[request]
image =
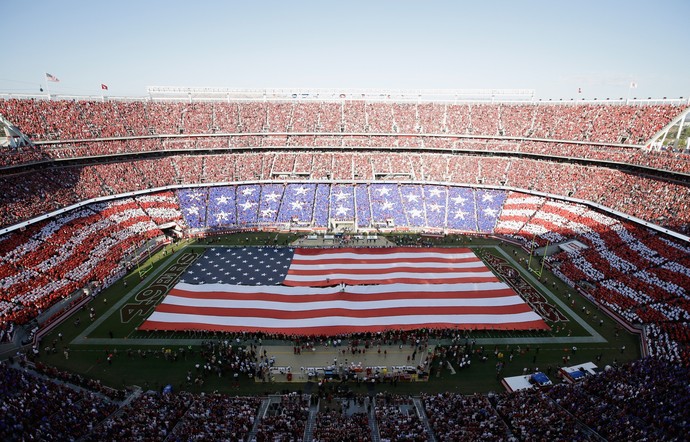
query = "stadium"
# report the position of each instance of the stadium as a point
(577, 209)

****************************************

## What the task asks
When you transcribe the entries, reproduce each line exactly and skip any picture.

## Answer
[request]
image =
query = "stadium"
# report the position of each instance of the stadium as a point
(577, 209)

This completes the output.